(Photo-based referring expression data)
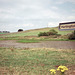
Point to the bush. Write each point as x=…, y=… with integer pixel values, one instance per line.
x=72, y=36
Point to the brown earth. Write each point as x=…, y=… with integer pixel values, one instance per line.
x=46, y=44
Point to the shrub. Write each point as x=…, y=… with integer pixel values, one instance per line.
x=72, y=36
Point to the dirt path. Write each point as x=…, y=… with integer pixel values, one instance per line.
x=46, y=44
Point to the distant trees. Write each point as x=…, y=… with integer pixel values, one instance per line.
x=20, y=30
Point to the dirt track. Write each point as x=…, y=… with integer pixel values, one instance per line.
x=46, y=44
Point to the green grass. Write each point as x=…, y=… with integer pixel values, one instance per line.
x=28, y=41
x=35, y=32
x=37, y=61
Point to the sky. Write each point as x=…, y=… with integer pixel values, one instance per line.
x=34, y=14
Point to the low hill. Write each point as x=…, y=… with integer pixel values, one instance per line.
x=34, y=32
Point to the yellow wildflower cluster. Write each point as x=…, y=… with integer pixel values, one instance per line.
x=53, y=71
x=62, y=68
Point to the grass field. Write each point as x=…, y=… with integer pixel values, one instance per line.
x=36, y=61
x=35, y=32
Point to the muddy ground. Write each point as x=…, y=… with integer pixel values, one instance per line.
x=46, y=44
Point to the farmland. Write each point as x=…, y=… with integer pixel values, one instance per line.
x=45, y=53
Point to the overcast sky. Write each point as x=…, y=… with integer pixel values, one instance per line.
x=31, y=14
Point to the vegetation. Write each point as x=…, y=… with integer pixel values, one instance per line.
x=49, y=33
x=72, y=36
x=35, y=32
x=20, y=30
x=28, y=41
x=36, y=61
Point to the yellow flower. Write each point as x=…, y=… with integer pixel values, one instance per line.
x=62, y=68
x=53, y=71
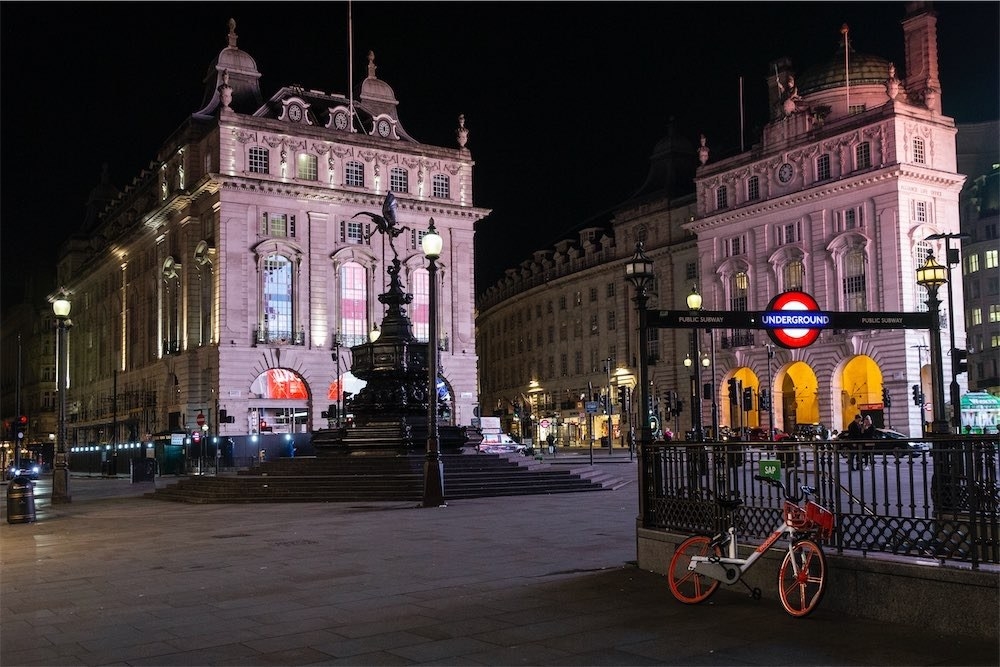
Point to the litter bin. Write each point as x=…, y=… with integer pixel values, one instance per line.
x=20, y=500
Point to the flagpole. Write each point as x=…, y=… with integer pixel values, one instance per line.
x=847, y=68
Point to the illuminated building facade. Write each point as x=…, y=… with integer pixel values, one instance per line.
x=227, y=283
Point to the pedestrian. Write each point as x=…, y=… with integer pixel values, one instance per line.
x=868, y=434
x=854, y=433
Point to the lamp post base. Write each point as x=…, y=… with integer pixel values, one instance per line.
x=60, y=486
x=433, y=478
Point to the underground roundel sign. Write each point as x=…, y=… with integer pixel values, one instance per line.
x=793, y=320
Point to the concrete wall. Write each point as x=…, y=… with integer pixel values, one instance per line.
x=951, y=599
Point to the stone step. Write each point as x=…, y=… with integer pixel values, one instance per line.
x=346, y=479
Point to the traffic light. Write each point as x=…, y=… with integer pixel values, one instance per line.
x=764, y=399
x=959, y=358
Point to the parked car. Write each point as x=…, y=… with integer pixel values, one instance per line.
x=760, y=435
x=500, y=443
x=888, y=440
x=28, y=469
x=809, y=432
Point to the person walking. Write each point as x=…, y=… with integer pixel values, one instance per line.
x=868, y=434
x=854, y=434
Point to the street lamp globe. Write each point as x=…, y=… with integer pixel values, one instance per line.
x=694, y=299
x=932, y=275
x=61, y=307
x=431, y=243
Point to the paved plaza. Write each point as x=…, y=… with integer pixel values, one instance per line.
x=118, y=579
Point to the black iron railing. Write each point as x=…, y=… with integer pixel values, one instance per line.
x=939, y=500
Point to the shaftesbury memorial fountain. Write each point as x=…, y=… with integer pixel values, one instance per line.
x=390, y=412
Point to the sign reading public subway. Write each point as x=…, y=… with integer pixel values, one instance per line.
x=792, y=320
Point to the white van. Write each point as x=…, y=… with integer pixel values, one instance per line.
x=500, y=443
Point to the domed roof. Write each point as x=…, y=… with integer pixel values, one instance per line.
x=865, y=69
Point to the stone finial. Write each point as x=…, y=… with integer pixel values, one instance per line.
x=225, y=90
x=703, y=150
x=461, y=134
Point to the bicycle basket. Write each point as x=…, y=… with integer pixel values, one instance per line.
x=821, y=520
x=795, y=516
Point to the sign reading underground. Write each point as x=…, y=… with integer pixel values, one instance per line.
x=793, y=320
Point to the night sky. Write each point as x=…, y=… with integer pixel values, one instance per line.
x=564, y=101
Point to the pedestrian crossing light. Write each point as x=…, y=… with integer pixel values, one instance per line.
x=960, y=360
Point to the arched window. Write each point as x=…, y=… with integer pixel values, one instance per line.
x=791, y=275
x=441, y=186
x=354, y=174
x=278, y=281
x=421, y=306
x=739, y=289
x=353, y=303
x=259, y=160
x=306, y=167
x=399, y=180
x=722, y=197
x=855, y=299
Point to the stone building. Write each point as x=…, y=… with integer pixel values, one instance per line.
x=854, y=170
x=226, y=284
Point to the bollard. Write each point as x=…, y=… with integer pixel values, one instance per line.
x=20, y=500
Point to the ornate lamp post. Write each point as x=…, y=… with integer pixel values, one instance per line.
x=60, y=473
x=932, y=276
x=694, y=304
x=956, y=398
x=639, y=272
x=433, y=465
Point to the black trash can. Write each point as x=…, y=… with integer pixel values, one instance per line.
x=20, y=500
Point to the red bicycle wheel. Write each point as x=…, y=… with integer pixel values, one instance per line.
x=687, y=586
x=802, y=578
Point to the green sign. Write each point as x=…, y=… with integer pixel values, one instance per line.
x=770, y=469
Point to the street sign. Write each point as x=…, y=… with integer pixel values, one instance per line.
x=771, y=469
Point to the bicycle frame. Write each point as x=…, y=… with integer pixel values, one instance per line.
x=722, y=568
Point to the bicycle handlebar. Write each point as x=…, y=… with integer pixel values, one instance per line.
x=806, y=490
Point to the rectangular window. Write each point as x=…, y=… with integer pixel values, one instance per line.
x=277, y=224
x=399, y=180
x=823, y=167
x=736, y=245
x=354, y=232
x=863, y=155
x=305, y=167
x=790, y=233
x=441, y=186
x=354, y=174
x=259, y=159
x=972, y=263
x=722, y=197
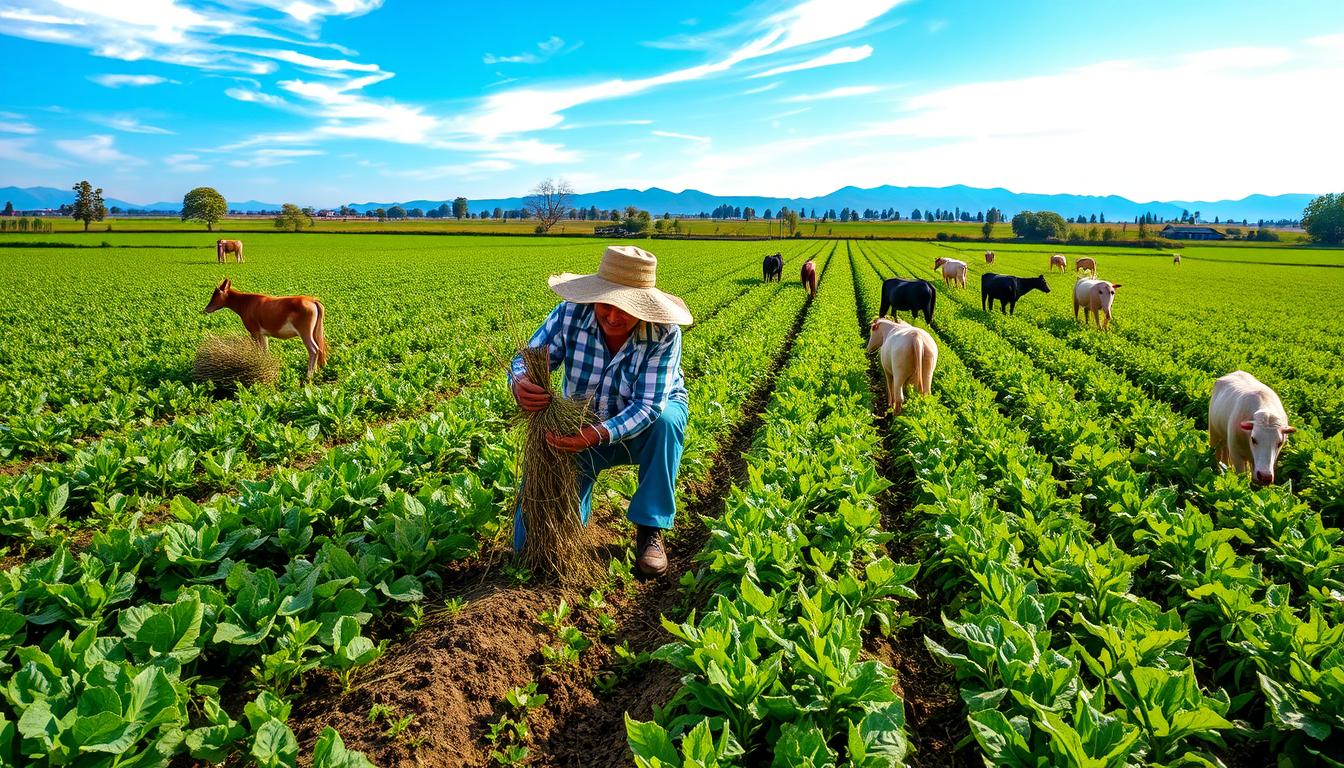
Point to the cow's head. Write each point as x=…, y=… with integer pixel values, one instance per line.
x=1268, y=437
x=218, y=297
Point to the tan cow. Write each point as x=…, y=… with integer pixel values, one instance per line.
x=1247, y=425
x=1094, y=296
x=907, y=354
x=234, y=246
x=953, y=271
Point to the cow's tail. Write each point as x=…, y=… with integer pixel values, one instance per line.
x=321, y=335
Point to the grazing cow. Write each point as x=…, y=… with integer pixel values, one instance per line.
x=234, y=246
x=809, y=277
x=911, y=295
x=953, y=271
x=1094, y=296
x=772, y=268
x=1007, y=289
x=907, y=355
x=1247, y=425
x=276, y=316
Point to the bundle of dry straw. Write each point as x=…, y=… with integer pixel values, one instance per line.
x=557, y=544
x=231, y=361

> **Task details**
Write out every entry exactly. Pictures do not belong in the copy.

> **Response area**
Point to the bush. Write each point as x=…, y=… with integer pixel values, one instance per line.
x=72, y=36
Point to the brown earth. Write each point as x=…, y=… with integer pixel values, one instance per line.
x=46, y=44
Point to the shrub. Write each point as x=…, y=… with integer pixel values, one instance per line.
x=72, y=36
Point to the dirt path. Write each point as x=…, y=… with integer pixel values, one instance per line.
x=46, y=44
Point to the distant trees. Write each point as x=…, y=… with integer pixel values, one instance per line.
x=20, y=30
Point to the dirt track. Write each point as x=…, y=… with integer pixel values, one instance per line.
x=46, y=44
Point to the green grass. Write each point as x=…, y=… with integer pixel values, one instance per line.
x=28, y=41
x=35, y=32
x=37, y=61
Point to the sky. Write each point as x=…, y=… with integer pixel values, one instance per line.
x=34, y=14
Point to the low hill. Write each point as x=…, y=… with integer pixel values, one instance per line.
x=34, y=32
Point to the yellow wildflower cluster. Write each point as x=…, y=… with integer pixel values, one instance per line.
x=53, y=71
x=62, y=68
Point to the grass field. Write each point as x=…, y=… with integer pixel values, one instance per line.
x=36, y=61
x=35, y=32
Point to the muddy ground. Write each point as x=…, y=… with integer pixel values, one instance per line.
x=46, y=44
Point to the farmland. Write each point as x=…, y=… with integer pixel values, one instance per line.
x=45, y=53
Point to the overcast sky. Write each point as x=…, y=… with integer pixel values, one instance per line.
x=31, y=14
Point to the vegetation. Write each point as x=…, y=… with integer pixel values, one instance per line.
x=49, y=33
x=72, y=36
x=35, y=32
x=20, y=30
x=28, y=41
x=36, y=61
Point to the yellow flower. Write each point as x=…, y=… with integer pixel values, one instance per line.
x=62, y=68
x=53, y=71
Point to the litter bin. Write each point as x=…, y=… with integer pixel values, one instance per line.
x=20, y=500
Point to the flagpole. Write each point as x=…, y=… with integer pixel values, one instance per line.
x=847, y=68
Point to the illuminated building facade. Write each point as x=…, y=… with integer pixel values, one instance per line.
x=227, y=283
Point to the pedestrian. Write each point as x=…, y=… with integer pixel values, one instance per line.
x=868, y=434
x=854, y=433
Point to the lamp post base. Write each point as x=…, y=… with integer pixel values, one instance per line.
x=60, y=486
x=433, y=478
Point to the underground roundel sign. Write each point as x=…, y=… with integer pixel values, one instance per line.
x=793, y=320
Point to the concrete wall. Write each point as x=…, y=… with integer pixel values, one instance per line.
x=951, y=599
Point to the stone step. Write each point as x=…, y=… with integer pixel values, one instance per line.
x=346, y=479
Point to the traffic light. Write each point as x=…, y=… with integer pixel values, one instance per line.
x=764, y=399
x=959, y=358
Point to the parked car. Write each point as x=…, y=… with integer pixel values, one instance per line.
x=760, y=435
x=500, y=443
x=888, y=440
x=28, y=469
x=809, y=432
Point to the person walking. Write each point as x=…, y=… with integer pixel values, one instance per line.
x=868, y=434
x=854, y=434
Point to the street lamp globe. Write each point as x=…, y=… with integer pixel values, one instance per line.
x=694, y=299
x=932, y=275
x=61, y=307
x=431, y=243
Point to the paved plaza. Write each point as x=…, y=… with integer pixel values, one instance per line.
x=118, y=579
Point to the black iron railing. Write each point as x=…, y=… with integer pixel values, one instance per line.
x=939, y=500
Point to the shaftesbury memorial fountain. Write each point as x=…, y=… with integer pixel values, one instance per line.
x=390, y=412
Point to the sign reading public subway. Write each point as x=…, y=… with integer pixel values, one instance per line.
x=792, y=320
Point to the white van. Write each point as x=…, y=… with integer pixel values, one instance per line.
x=500, y=443
Point to the domed roof. Write each point as x=…, y=… with integer pixel values, one instance per line.
x=865, y=69
Point to the stone finial. Write each point as x=…, y=… with integer pixel values, one instance per line.
x=225, y=90
x=703, y=150
x=461, y=134
Point to the bicycle basket. Write each point as x=…, y=… with integer pixel values, one instance per line.
x=821, y=520
x=795, y=516
Point to the sign reading underground. Write each point as x=…, y=… with integer pixel values, one instance per line.
x=793, y=320
Point to the night sky. Write each point as x=…, y=… with integer pixel values, one instance per line.
x=564, y=101
Point to the pedestrian crossing light. Write each point as x=…, y=… with integer pixel values, one instance per line.
x=960, y=360
Point to the arched window. Write each point as x=…, y=… with integer pixel values, one instance per line.
x=791, y=275
x=441, y=186
x=354, y=174
x=278, y=281
x=421, y=306
x=739, y=289
x=353, y=303
x=259, y=160
x=306, y=167
x=399, y=180
x=722, y=197
x=855, y=299
Point to the stone building. Write each point as x=…, y=… with integer pixel values, one instance per line.
x=854, y=170
x=226, y=284
Point to the bollard. Write each point as x=…, y=… with integer pixel values, one instance per line.
x=20, y=500
Point to the ornate lamp post. Write each point as x=…, y=… with integer pixel values, one instance per line.
x=60, y=473
x=932, y=276
x=694, y=304
x=956, y=398
x=639, y=272
x=433, y=465
Point to the black trash can. Write each point as x=…, y=… with integer pixel values, one instance per line.
x=20, y=500
Point to the red bicycle wheel. Write each point as x=…, y=… with integer pixel values, one instance per line.
x=687, y=586
x=802, y=578
Point to the green sign. Write each point as x=…, y=… with integer pixel values, one instance per line.
x=770, y=469
Point to the street sign. Write each point as x=…, y=… with integer pixel values, one instance per line.
x=771, y=469
Point to the bicycle frame. Write each point as x=…, y=… with integer pixel values, one instance per line.
x=722, y=568
Point to the bicycle handlebar. Write each point as x=…, y=… with integer pixel values, one instance per line.
x=806, y=490
Point to the rectangular window. Write each point as x=…, y=… with integer pixel values, one instance per line.
x=277, y=224
x=399, y=180
x=823, y=167
x=736, y=245
x=354, y=232
x=863, y=155
x=305, y=167
x=790, y=233
x=441, y=186
x=354, y=174
x=259, y=159
x=972, y=263
x=722, y=197
Point to the cow's head. Write each point as x=…, y=… with integer pixel values, one instance per line.
x=1268, y=437
x=218, y=297
Point to the tan cow. Write each point as x=…, y=… with integer pixel values, one instance per line.
x=1247, y=425
x=1094, y=296
x=907, y=354
x=234, y=246
x=953, y=271
Point to the cow's tail. Write each point as x=…, y=… with integer pixel values, one instance per line.
x=321, y=335
Point to the grazing cow. Write each point as x=…, y=… with integer pixel values, one instance per line.
x=234, y=246
x=809, y=277
x=911, y=295
x=953, y=271
x=1094, y=296
x=772, y=268
x=1007, y=289
x=907, y=355
x=1247, y=425
x=276, y=316
Point to the bundle of dry straw. Write each point as x=…, y=… with integer pixel values, one instance per line.
x=557, y=544
x=231, y=361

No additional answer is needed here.